> [REQUIREMENTS]:
Rewrite every line from the one containing "is wooden hutch" down to the one containing "xmin=49 ymin=0 xmax=640 ymax=113", substituting "couch" for "sofa" and leaving everything else unchanged. Return only those lines.

═══ DATA IN THIS EXERCISE ═══

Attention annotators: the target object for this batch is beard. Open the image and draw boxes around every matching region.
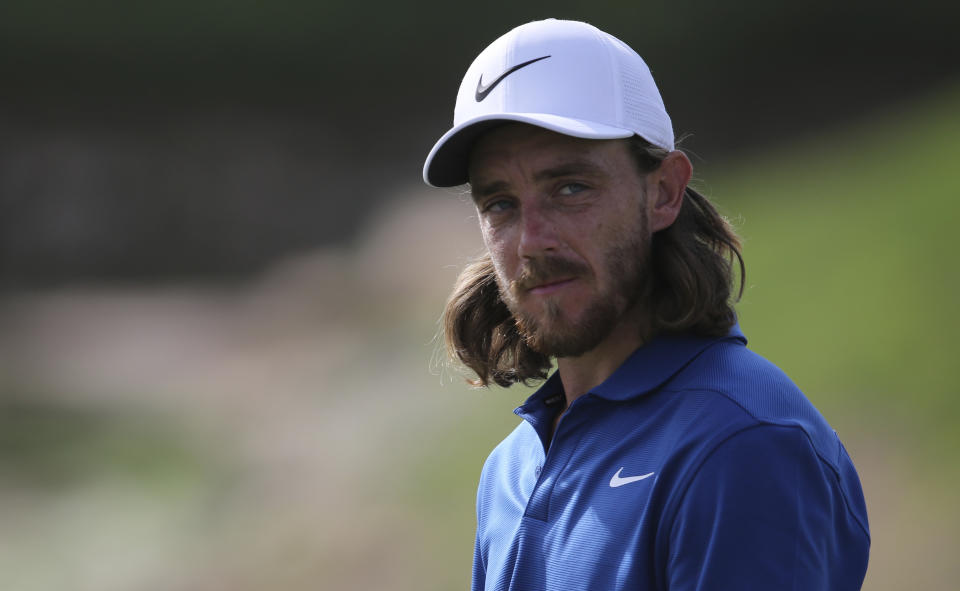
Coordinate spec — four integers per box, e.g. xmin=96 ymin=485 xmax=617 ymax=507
xmin=496 ymin=210 xmax=651 ymax=357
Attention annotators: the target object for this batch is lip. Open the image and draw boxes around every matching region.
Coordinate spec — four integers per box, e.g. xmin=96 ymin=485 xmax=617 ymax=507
xmin=527 ymin=277 xmax=577 ymax=295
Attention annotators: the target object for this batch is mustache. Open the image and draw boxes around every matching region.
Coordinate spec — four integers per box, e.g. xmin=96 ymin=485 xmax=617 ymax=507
xmin=510 ymin=257 xmax=590 ymax=293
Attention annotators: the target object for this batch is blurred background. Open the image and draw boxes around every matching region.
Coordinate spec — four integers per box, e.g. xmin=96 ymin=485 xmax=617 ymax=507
xmin=0 ymin=0 xmax=960 ymax=591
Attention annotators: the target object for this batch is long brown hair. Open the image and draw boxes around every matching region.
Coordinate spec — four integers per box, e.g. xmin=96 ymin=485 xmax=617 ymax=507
xmin=443 ymin=136 xmax=746 ymax=387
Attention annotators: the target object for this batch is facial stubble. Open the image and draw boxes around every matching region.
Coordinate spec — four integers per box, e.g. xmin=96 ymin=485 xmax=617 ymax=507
xmin=497 ymin=208 xmax=651 ymax=357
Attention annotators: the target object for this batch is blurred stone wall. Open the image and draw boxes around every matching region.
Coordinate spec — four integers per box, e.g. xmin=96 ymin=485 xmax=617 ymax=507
xmin=0 ymin=0 xmax=960 ymax=288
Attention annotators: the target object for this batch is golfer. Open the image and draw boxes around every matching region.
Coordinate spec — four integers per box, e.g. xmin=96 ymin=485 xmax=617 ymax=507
xmin=424 ymin=20 xmax=870 ymax=591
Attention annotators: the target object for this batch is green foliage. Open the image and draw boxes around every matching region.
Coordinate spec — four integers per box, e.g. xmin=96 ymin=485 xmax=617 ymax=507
xmin=706 ymin=82 xmax=960 ymax=461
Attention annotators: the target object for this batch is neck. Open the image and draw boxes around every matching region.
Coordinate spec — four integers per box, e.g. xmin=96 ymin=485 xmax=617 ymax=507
xmin=557 ymin=310 xmax=644 ymax=408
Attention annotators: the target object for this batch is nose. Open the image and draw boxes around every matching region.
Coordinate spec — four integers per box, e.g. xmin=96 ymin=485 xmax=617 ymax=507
xmin=517 ymin=206 xmax=559 ymax=258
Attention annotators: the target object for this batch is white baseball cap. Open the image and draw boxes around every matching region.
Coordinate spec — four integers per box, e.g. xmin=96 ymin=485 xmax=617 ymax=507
xmin=423 ymin=19 xmax=673 ymax=187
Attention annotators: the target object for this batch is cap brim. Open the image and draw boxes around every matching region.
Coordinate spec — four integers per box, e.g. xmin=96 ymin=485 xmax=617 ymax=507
xmin=423 ymin=113 xmax=634 ymax=187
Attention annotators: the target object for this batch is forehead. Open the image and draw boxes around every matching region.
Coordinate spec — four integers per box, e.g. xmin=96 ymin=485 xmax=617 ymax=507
xmin=469 ymin=123 xmax=637 ymax=184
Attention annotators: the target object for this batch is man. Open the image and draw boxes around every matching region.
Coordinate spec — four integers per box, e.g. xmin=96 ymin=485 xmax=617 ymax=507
xmin=424 ymin=20 xmax=870 ymax=591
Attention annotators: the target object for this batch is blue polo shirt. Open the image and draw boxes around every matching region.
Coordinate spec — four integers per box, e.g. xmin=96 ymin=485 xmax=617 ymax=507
xmin=473 ymin=327 xmax=870 ymax=591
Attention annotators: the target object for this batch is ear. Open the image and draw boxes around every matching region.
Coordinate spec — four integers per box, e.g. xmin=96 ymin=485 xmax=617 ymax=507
xmin=647 ymin=150 xmax=693 ymax=232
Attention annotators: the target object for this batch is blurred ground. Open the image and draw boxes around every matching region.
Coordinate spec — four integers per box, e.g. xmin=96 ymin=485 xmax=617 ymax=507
xmin=0 ymin=88 xmax=960 ymax=591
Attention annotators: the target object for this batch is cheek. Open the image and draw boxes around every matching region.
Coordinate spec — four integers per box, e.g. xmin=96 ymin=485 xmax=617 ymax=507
xmin=482 ymin=229 xmax=516 ymax=276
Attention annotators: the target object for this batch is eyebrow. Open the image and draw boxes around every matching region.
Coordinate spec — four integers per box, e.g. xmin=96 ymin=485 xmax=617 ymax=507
xmin=470 ymin=160 xmax=603 ymax=201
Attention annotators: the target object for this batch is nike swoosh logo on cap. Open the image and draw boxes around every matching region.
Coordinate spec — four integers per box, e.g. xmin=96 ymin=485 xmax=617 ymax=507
xmin=475 ymin=55 xmax=550 ymax=103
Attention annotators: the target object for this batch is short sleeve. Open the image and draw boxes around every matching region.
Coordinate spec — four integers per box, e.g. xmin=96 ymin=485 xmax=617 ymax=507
xmin=665 ymin=425 xmax=869 ymax=591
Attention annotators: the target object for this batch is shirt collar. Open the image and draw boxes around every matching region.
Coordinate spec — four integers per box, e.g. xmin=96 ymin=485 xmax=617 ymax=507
xmin=516 ymin=324 xmax=747 ymax=416
xmin=590 ymin=324 xmax=747 ymax=400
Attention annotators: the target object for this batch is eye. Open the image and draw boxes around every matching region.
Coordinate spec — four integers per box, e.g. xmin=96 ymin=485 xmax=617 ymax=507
xmin=557 ymin=183 xmax=589 ymax=196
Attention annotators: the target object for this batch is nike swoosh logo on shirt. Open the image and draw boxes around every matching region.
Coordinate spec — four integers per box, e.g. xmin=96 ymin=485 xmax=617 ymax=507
xmin=610 ymin=468 xmax=653 ymax=488
xmin=474 ymin=55 xmax=550 ymax=103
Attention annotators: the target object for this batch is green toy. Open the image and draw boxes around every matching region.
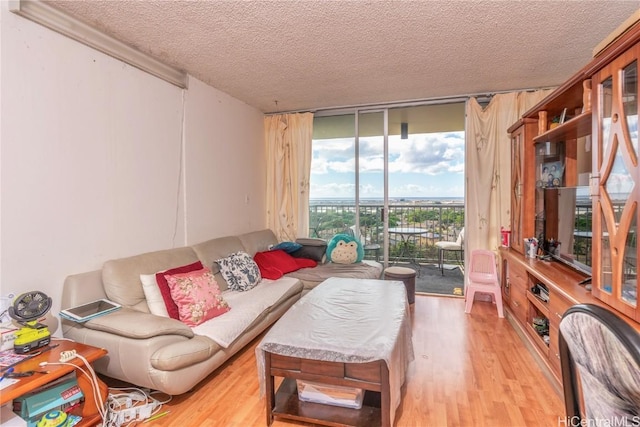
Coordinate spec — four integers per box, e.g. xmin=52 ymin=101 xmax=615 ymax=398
xmin=327 ymin=234 xmax=364 ymax=264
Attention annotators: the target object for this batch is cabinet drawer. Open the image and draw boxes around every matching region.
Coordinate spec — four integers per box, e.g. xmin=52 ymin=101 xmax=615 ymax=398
xmin=549 ymin=292 xmax=573 ymax=328
xmin=509 ymin=286 xmax=528 ymax=324
xmin=549 ymin=325 xmax=562 ymax=382
xmin=509 ymin=262 xmax=528 ymax=289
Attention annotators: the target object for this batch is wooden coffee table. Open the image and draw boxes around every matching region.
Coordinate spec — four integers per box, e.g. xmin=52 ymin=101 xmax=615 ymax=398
xmin=256 ymin=278 xmax=413 ymax=427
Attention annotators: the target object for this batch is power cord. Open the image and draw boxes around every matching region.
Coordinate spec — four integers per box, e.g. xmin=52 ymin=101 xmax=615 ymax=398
xmin=39 ymin=354 xmax=106 ymax=421
xmin=104 ymin=387 xmax=171 ymax=427
xmin=40 ymin=342 xmax=172 ymax=427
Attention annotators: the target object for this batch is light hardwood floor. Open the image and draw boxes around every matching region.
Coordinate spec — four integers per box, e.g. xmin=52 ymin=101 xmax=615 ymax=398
xmin=115 ymin=295 xmax=566 ymax=427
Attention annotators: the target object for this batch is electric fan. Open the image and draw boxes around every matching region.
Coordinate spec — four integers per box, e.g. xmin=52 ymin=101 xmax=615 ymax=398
xmin=9 ymin=291 xmax=51 ymax=354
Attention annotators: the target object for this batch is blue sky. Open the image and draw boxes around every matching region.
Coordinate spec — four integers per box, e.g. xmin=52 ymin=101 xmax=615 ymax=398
xmin=310 ymin=132 xmax=464 ymax=199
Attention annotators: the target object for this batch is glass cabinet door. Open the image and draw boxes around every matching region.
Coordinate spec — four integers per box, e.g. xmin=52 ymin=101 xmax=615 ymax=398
xmin=593 ymin=47 xmax=640 ymax=320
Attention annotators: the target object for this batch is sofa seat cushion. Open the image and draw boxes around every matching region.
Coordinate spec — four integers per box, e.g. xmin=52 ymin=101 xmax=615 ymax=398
xmin=285 ymin=260 xmax=382 ymax=290
xmin=193 ymin=277 xmax=302 ymax=348
xmin=151 ymin=335 xmax=221 ymax=371
xmin=83 ymin=307 xmax=194 ymax=339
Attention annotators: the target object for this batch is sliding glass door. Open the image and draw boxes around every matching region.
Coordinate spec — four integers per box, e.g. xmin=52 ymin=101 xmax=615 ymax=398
xmin=310 ymin=103 xmax=464 ymax=264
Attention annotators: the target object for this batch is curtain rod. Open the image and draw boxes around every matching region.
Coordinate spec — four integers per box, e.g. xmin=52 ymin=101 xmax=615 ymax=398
xmin=264 ymin=86 xmax=556 ymax=117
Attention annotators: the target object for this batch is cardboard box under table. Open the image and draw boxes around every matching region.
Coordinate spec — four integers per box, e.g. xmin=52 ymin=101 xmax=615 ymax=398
xmin=256 ymin=278 xmax=414 ymax=427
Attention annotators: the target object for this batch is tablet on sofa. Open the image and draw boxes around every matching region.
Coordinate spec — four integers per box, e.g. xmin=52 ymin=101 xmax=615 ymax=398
xmin=60 ymin=299 xmax=122 ymax=322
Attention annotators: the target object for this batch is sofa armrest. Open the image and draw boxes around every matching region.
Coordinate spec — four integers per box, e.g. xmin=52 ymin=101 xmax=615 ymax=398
xmin=84 ymin=307 xmax=194 ymax=339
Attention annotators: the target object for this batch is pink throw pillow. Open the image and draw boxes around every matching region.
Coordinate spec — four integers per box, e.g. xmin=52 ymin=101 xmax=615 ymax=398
xmin=156 ymin=261 xmax=202 ymax=320
xmin=165 ymin=267 xmax=230 ymax=326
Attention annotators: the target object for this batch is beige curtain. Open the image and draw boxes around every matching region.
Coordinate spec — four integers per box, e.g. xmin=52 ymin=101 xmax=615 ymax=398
xmin=264 ymin=113 xmax=313 ymax=241
xmin=465 ymin=90 xmax=552 ymax=260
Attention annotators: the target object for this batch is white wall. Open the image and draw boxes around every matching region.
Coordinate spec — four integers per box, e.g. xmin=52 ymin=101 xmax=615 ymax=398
xmin=0 ymin=2 xmax=266 ymax=320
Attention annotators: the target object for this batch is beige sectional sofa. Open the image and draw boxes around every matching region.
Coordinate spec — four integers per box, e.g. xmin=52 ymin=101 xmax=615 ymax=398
xmin=61 ymin=230 xmax=382 ymax=395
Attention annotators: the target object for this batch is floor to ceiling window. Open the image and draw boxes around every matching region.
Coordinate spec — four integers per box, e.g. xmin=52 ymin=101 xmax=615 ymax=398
xmin=310 ymin=103 xmax=464 ymax=262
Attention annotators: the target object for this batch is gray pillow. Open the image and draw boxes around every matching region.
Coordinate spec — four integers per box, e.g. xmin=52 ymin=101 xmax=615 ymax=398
xmin=216 ymin=251 xmax=262 ymax=291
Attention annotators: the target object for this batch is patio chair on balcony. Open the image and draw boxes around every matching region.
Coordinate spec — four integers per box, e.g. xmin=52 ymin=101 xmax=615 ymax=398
xmin=436 ymin=227 xmax=464 ymax=276
xmin=346 ymin=225 xmax=382 ymax=261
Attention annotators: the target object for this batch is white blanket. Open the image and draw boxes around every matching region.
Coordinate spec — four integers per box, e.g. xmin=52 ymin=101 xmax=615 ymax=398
xmin=192 ymin=277 xmax=298 ymax=348
xmin=256 ymin=277 xmax=414 ymax=425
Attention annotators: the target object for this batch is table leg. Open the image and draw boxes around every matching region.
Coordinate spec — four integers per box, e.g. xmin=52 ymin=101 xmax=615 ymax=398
xmin=264 ymin=351 xmax=276 ymax=426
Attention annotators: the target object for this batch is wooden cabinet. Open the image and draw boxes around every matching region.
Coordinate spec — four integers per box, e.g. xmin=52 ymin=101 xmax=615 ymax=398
xmin=500 ymin=248 xmax=624 ymax=391
xmin=508 ymin=119 xmax=538 ymax=253
xmin=592 ymin=42 xmax=640 ymax=321
xmin=500 ymin=22 xmax=640 ymax=390
xmin=502 ymin=261 xmax=528 ymax=323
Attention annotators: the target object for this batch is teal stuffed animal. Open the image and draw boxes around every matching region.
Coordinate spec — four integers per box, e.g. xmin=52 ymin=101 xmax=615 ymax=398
xmin=327 ymin=234 xmax=364 ymax=264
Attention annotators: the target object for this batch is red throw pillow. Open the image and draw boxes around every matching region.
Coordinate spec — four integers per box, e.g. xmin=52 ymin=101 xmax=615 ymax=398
xmin=156 ymin=261 xmax=203 ymax=320
xmin=253 ymin=249 xmax=317 ymax=280
xmin=293 ymin=258 xmax=318 ymax=270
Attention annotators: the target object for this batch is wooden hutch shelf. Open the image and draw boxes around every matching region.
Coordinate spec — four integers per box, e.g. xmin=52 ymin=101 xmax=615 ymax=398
xmin=500 ymin=18 xmax=640 ymax=394
xmin=533 ymin=110 xmax=591 ymax=142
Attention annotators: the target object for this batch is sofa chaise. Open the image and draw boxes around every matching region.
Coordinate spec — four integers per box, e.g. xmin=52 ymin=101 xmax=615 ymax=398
xmin=61 ymin=229 xmax=382 ymax=395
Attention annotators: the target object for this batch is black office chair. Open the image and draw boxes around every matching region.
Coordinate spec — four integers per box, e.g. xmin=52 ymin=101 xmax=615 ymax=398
xmin=558 ymin=304 xmax=640 ymax=426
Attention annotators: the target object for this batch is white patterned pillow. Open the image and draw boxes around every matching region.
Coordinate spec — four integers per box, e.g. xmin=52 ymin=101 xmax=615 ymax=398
xmin=216 ymin=252 xmax=262 ymax=291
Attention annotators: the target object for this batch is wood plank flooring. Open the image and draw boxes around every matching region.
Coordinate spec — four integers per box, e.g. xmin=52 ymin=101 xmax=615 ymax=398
xmin=112 ymin=295 xmax=566 ymax=427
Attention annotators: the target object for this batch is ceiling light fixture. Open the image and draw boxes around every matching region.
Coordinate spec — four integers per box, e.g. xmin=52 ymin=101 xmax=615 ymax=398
xmin=9 ymin=0 xmax=188 ymax=89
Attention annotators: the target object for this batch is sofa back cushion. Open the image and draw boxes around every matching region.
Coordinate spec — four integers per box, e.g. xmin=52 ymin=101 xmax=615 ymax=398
xmin=102 ymin=247 xmax=198 ymax=312
xmin=238 ymin=229 xmax=278 ymax=256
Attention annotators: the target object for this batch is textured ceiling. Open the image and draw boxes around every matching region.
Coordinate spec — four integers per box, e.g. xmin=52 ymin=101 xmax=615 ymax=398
xmin=49 ymin=0 xmax=640 ymax=113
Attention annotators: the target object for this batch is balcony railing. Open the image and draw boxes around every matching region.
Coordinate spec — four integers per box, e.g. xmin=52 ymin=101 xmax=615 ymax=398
xmin=309 ymin=202 xmax=591 ymax=264
xmin=309 ymin=202 xmax=464 ymax=263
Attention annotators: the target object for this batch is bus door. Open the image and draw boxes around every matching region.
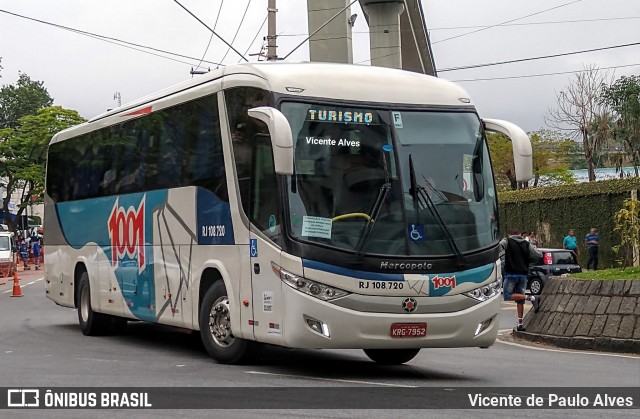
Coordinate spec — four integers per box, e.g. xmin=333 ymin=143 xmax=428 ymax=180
xmin=245 ymin=134 xmax=284 ymax=343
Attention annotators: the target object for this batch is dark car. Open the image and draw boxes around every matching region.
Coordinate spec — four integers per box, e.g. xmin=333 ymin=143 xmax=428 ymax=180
xmin=527 ymin=249 xmax=582 ymax=295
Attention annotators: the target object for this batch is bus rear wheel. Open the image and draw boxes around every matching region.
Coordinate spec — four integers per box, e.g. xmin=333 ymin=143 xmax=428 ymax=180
xmin=199 ymin=281 xmax=248 ymax=364
xmin=77 ymin=272 xmax=111 ymax=336
xmin=364 ymin=349 xmax=420 ymax=365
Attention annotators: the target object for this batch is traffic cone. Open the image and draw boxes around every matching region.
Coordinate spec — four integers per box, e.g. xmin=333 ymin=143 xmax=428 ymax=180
xmin=11 ymin=272 xmax=22 ymax=297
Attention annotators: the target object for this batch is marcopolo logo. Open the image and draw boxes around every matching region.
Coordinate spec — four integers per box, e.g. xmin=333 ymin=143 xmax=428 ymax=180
xmin=431 ymin=275 xmax=456 ymax=290
xmin=108 ymin=195 xmax=146 ymax=272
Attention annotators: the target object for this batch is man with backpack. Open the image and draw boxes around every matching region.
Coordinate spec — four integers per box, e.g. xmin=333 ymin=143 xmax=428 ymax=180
xmin=31 ymin=239 xmax=40 ymax=271
xmin=500 ymin=229 xmax=542 ymax=332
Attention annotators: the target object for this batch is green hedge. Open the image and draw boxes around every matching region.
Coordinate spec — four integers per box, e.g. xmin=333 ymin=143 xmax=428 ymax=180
xmin=498 ymin=178 xmax=640 ymax=268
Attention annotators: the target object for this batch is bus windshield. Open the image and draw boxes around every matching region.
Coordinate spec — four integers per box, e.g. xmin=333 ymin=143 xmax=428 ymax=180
xmin=282 ymin=102 xmax=498 ymax=256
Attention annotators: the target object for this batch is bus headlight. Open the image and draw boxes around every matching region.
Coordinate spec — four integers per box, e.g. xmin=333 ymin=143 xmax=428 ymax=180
xmin=463 ymin=279 xmax=502 ymax=301
xmin=271 ymin=262 xmax=349 ymax=301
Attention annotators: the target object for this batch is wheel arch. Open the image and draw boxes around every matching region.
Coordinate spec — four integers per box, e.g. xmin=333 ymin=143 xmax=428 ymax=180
xmin=193 ymin=263 xmax=241 ymax=335
xmin=73 ymin=261 xmax=88 ymax=308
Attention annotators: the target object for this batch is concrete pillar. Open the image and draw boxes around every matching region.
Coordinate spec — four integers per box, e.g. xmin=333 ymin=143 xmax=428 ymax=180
xmin=360 ymin=0 xmax=404 ymax=68
xmin=307 ymin=0 xmax=352 ymax=64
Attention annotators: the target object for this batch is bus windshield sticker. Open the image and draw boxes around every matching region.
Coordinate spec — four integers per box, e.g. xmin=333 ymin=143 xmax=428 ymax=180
xmin=296 ymin=159 xmax=316 ymax=175
xmin=269 ymin=214 xmax=277 ymax=233
xmin=302 ymin=215 xmax=333 ymax=239
xmin=407 ymin=224 xmax=426 ymax=242
xmin=306 ymin=107 xmax=379 ymax=125
xmin=249 ymin=239 xmax=258 ymax=258
xmin=391 ymin=112 xmax=403 ymax=128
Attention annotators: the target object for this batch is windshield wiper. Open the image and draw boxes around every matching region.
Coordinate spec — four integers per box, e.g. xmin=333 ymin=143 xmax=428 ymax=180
xmin=409 ymin=154 xmax=467 ymax=267
xmin=356 ymin=153 xmax=391 ymax=258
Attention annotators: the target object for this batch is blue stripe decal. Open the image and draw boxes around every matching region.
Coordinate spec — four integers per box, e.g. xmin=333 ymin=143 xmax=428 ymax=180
xmin=56 ymin=188 xmax=234 ymax=321
xmin=56 ymin=190 xmax=167 ymax=321
xmin=302 ymin=259 xmax=404 ymax=281
xmin=423 ymin=263 xmax=495 ymax=297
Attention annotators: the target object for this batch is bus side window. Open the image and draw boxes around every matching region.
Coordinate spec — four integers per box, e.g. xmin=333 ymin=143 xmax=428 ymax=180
xmin=224 ymin=87 xmax=280 ymax=236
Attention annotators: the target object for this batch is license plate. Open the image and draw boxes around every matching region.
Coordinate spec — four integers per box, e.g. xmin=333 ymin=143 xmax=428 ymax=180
xmin=389 ymin=323 xmax=427 ymax=338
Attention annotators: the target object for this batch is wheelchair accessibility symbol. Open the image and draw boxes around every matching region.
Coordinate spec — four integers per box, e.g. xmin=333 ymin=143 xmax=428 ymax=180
xmin=407 ymin=224 xmax=425 ymax=242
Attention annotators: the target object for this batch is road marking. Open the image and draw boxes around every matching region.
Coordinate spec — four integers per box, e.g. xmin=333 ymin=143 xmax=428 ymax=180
xmin=245 ymin=371 xmax=419 ymax=388
xmin=76 ymin=358 xmax=120 ymax=362
xmin=497 ymin=329 xmax=640 ymax=359
xmin=2 ymin=277 xmax=44 ymax=294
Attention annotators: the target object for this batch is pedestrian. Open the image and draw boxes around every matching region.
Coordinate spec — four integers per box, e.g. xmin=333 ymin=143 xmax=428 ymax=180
xmin=529 ymin=231 xmax=538 ymax=247
xmin=500 ymin=229 xmax=542 ymax=332
xmin=584 ymin=227 xmax=600 ymax=271
xmin=32 ymin=239 xmax=40 ymax=271
xmin=562 ymin=229 xmax=579 ymax=254
xmin=20 ymin=239 xmax=31 ymax=271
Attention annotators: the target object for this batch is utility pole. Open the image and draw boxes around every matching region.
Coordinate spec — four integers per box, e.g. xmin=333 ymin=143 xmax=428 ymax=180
xmin=267 ymin=0 xmax=278 ymax=61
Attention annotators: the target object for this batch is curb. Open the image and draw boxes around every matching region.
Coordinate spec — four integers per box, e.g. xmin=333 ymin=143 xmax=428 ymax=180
xmin=513 ymin=330 xmax=640 ymax=354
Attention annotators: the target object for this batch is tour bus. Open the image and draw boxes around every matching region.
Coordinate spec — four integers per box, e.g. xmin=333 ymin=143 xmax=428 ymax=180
xmin=44 ymin=62 xmax=531 ymax=364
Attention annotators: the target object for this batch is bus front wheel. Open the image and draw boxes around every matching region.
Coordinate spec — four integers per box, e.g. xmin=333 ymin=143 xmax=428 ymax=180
xmin=364 ymin=349 xmax=420 ymax=365
xmin=77 ymin=272 xmax=110 ymax=336
xmin=199 ymin=281 xmax=248 ymax=364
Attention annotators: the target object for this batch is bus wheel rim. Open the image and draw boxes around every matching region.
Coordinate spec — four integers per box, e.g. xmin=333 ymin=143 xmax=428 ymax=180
xmin=209 ymin=297 xmax=235 ymax=347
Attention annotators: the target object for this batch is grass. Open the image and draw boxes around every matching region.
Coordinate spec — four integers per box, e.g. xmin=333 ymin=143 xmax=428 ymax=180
xmin=569 ymin=268 xmax=640 ymax=279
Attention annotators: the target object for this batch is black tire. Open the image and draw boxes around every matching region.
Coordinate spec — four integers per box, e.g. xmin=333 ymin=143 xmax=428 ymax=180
xmin=198 ymin=280 xmax=248 ymax=364
xmin=529 ymin=276 xmax=544 ymax=295
xmin=364 ymin=349 xmax=420 ymax=365
xmin=77 ymin=272 xmax=111 ymax=336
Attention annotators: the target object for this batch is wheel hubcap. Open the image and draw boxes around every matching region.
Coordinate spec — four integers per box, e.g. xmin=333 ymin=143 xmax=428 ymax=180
xmin=531 ymin=281 xmax=540 ymax=294
xmin=209 ymin=297 xmax=234 ymax=346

═══

> [ANSWER TO THE EXERCISE]:
Attention annotators: the target object for this batch is wooden hutch shelf. Open the image and draw boxes around every matching region.
Coordinate spec — four integers per box, e.g. xmin=52 ymin=101 xmax=615 ymax=398
xmin=500 ymin=18 xmax=640 ymax=394
xmin=533 ymin=110 xmax=591 ymax=142
Attention annotators: the target object for this batch is couch chaise. Open the image and draw boxes around every matching region.
Coordinate spec — four integers per box, e.g. xmin=52 ymin=101 xmax=615 ymax=398
xmin=61 ymin=229 xmax=382 ymax=395
Attention annotators: the target object for this batch is black office chair. Open the image and draw boxes around every matching region.
Coordinate spec — four integers per box, e.g. xmin=52 ymin=101 xmax=615 ymax=398
xmin=558 ymin=304 xmax=640 ymax=426
Attention annotators: the target object for this batch is white patterned pillow. Open the image and draw boxes around every matching region.
Coordinate spec — four integers per box, e.g. xmin=52 ymin=101 xmax=615 ymax=398
xmin=216 ymin=252 xmax=262 ymax=291
Attention annotators: the target object for this batch is wood plank flooring. Open the image and draw boxes around every matching region.
Coordinate spec — four integers per box, e.g. xmin=52 ymin=101 xmax=615 ymax=398
xmin=112 ymin=295 xmax=566 ymax=427
Attention annotators: the target object for this batch is ceiling light fixture. Open the image and draw boxes around every matching region.
Coordinate spec — four integers per box, e.g. xmin=52 ymin=101 xmax=615 ymax=398
xmin=9 ymin=0 xmax=188 ymax=89
Attention annotators: the target object for this batch is couch back cushion. Open the image and draw boxes around every matching region.
Coordinate spec — four integers per box, e.g. xmin=52 ymin=101 xmax=615 ymax=398
xmin=102 ymin=247 xmax=198 ymax=312
xmin=238 ymin=229 xmax=278 ymax=256
Attention annotators: the target object for this batch is textured ceiling. Open the image and draw boxes around every matching region.
Coordinate spec — four integers per box, e.g. xmin=52 ymin=101 xmax=615 ymax=398
xmin=49 ymin=0 xmax=640 ymax=113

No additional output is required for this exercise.